Set down the material once more, exactly as it appears.

⁂

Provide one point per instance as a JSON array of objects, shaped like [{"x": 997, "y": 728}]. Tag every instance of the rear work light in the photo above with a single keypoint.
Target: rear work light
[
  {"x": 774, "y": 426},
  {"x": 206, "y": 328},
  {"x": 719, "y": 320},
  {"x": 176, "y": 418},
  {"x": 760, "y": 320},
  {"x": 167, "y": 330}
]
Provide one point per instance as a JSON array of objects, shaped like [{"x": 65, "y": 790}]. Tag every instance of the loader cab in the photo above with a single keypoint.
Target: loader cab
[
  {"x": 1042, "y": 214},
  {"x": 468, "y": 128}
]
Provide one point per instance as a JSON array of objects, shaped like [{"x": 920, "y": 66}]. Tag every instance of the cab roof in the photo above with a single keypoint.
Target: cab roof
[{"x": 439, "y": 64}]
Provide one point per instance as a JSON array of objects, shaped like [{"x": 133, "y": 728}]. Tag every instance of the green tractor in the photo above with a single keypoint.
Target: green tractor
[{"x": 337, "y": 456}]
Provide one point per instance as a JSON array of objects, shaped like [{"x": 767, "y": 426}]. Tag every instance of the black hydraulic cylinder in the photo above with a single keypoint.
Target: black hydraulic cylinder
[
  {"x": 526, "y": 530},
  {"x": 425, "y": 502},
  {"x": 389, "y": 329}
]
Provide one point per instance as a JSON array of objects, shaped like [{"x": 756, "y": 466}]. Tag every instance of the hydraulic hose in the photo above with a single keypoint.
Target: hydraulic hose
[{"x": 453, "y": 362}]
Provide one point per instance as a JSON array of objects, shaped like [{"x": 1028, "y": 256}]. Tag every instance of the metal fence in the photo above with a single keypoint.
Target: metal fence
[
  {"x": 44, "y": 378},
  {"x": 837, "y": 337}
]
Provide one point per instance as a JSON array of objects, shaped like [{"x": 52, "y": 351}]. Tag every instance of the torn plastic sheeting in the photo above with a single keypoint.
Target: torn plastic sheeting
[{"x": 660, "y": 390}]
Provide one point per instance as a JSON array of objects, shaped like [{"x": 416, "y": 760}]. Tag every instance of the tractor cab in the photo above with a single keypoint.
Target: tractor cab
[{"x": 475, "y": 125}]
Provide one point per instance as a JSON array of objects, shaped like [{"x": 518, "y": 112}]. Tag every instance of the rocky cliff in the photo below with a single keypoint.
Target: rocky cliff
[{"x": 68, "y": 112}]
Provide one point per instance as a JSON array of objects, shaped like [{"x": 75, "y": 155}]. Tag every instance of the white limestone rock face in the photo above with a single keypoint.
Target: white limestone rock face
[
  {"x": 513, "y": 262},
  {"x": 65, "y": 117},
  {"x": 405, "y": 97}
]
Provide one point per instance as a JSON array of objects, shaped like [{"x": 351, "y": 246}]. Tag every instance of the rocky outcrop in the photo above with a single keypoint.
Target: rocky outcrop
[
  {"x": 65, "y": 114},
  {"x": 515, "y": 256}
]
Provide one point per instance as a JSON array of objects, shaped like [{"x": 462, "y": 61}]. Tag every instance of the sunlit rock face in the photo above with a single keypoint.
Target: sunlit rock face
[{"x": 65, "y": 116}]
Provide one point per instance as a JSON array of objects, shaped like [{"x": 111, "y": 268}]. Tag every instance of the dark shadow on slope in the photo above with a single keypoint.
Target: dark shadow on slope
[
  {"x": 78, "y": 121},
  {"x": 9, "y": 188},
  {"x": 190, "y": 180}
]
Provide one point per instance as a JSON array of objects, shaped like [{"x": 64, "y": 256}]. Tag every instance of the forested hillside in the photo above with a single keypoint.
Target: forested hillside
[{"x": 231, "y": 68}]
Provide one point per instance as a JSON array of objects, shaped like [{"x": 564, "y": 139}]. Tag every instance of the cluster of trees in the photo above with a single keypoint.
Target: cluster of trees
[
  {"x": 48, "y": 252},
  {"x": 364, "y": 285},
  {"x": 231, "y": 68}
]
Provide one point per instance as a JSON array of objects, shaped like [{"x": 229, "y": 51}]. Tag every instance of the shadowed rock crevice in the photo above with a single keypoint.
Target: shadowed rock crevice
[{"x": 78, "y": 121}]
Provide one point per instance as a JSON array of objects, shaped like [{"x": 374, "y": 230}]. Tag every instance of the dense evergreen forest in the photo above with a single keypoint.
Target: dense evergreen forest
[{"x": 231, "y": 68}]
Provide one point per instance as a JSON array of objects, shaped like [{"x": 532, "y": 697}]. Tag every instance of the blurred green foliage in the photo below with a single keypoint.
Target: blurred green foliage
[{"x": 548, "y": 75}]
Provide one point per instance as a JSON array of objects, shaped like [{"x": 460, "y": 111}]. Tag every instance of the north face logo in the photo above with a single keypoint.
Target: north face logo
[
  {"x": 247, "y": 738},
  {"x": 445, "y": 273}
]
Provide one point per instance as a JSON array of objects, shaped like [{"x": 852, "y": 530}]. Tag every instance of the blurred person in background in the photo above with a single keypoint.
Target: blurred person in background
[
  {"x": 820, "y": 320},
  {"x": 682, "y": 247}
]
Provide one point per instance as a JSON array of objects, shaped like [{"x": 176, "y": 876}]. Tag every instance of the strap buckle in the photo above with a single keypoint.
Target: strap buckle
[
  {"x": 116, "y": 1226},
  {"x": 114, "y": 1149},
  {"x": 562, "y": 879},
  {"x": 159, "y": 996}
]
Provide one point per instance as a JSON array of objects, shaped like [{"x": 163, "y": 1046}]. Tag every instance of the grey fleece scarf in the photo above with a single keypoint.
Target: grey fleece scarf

⁂

§ Result of this exercise:
Provide one point per instance as a JSON array of objects, shaped like [{"x": 997, "y": 728}]. Tag every instance of the rear work light in the photo above with a single keypoint.
Target: rear work light
[
  {"x": 774, "y": 426},
  {"x": 206, "y": 328},
  {"x": 719, "y": 320},
  {"x": 176, "y": 418},
  {"x": 760, "y": 320},
  {"x": 167, "y": 330}
]
Provide one point per instance as a JSON array of objects, shaped like [{"x": 65, "y": 790}]. Tag every instance of the loader cab in the photo above with a single keypoint.
Target: loader cab
[
  {"x": 1042, "y": 214},
  {"x": 468, "y": 128}
]
Provide one point per instance as a JSON array of objects, shaped like [{"x": 920, "y": 66}]. Tag every instance of the cab roof in the photo above with a single keypoint.
Target: cab roof
[{"x": 439, "y": 64}]
Provide one point per instance as a JSON array of objects, shaped like [{"x": 133, "y": 728}]. Tag every instance of the green tractor in the photo above with a single keypoint.
Target: green tractor
[{"x": 337, "y": 456}]
Provide one point per instance as a JSON array of objects, shaped like [{"x": 767, "y": 426}]. Tag every instance of the black hydraulic cylinder in the photo above with a single keypoint.
Target: black hydraulic cylinder
[
  {"x": 526, "y": 530},
  {"x": 425, "y": 502},
  {"x": 389, "y": 329}
]
Provide one point per instance as a JSON array of objects, shaped like [{"x": 756, "y": 466}]. Tag every instance of the hydraulic hose in the photo above with a single keypoint.
Target: hydraulic hose
[{"x": 453, "y": 362}]
Provide one point per instance as a JSON array of objects, shaped like [{"x": 1028, "y": 256}]. Tag every instance of the metal fence in the photo above with a single keypoint.
Target: metal fence
[
  {"x": 44, "y": 378},
  {"x": 837, "y": 337}
]
Provide one point per instance as a JSON array of objects, shaped like [{"x": 52, "y": 351}]. Tag every instance of the torn plastic sheeting in the photo above with a single keypoint.
Target: torn plastic sheeting
[{"x": 660, "y": 390}]
Provide one point per instance as a JSON array of objects, shaped like [{"x": 416, "y": 760}]. Tag every instance of the tractor cab in the photo above with a single keypoint.
Target: tractor cab
[{"x": 475, "y": 125}]
Provide one point per instance as a JSON array of objects, shaped like [{"x": 518, "y": 112}]. Tag every instance of the rocky cliff in the photo below with a single keypoint.
Target: rocky cliff
[{"x": 68, "y": 112}]
Provide one point per instance as a JSON array of objects, shaped like [{"x": 75, "y": 155}]. Tag every instance of the white limestone rock face in the photo above with a single keypoint.
Target: white limestone rock face
[
  {"x": 513, "y": 262},
  {"x": 65, "y": 117},
  {"x": 405, "y": 97}
]
Provide one point per instance as a JSON array of objects, shaped like [{"x": 351, "y": 246}]. Tag every instance of the rocky outcrop in the photo above with a single keypoint.
Target: rocky outcrop
[
  {"x": 65, "y": 114},
  {"x": 515, "y": 256}
]
Provide one point per instance as a JSON array of objects, shaped like [{"x": 462, "y": 61}]. Tag every instance of the sunlit rock face in the photo above with a single keypoint.
Target: sunlit rock face
[{"x": 65, "y": 116}]
Provide one point per instance as a JSON array of objects, shaped like [{"x": 111, "y": 268}]. Tag every instance of the dark shadow on slope in the photo above with a single keypoint.
Target: dark shadow on slope
[
  {"x": 78, "y": 121},
  {"x": 9, "y": 188},
  {"x": 190, "y": 180}
]
Provide one point per instance as a JSON array of objects, shaped like [{"x": 64, "y": 256}]. Tag every instance of the forested hillside in the photo above with a single keypoint.
Target: forested hillside
[{"x": 231, "y": 68}]
Provide one point per instance as a JSON array of objects, shaped like [{"x": 564, "y": 139}]. Tag every instance of the cluster of trees in the photo above with a single keypoint.
Target: cluster of trees
[
  {"x": 48, "y": 252},
  {"x": 364, "y": 285},
  {"x": 231, "y": 68}
]
Provide one point per instance as a JSON array of objects, shaped like [{"x": 229, "y": 51}]. Tag every instance of the shadowed rock crevice in the photo above with a single keypoint.
Target: shadowed rock crevice
[{"x": 78, "y": 121}]
Provide one point per instance as a JSON array of objects, shaped like [{"x": 374, "y": 230}]. Tag every instance of the dense evergreen forest in the photo above with a single keypoint.
Target: dense evergreen forest
[{"x": 231, "y": 68}]
Provide one point per instance as a JSON array of objects, shaped like [{"x": 532, "y": 697}]. Tag every instance of the blurred green foliage in the photo below with a single keypoint.
Target: blurred green foliage
[{"x": 548, "y": 75}]
Provide one point per instance as a JSON array of objects, shaped like [{"x": 460, "y": 111}]. Tag every instance of the north face logo in the photo above with a single keypoint.
Target: north face logo
[
  {"x": 247, "y": 738},
  {"x": 445, "y": 273}
]
Provide one point per instance as a JSON array of objects, shaped like [{"x": 852, "y": 530}]. Tag every instance of the blurred person in background in the photo above with a single keypoint.
Target: blurred person in background
[
  {"x": 820, "y": 320},
  {"x": 682, "y": 247}
]
Provide one point per instance as a JSON array of objects, shaped like [{"x": 176, "y": 876}]. Tag every instance of the strap buckle in the photo above with a single keypoint.
Target: strap buckle
[
  {"x": 116, "y": 1226},
  {"x": 114, "y": 1149},
  {"x": 562, "y": 879},
  {"x": 159, "y": 996}
]
Provide one point per instance as a JSON array of objects, shaped like [{"x": 163, "y": 1046}]. Tag every instance of the grey fleece scarf in the photo above with a single keypoint.
Target: grey fleece scarf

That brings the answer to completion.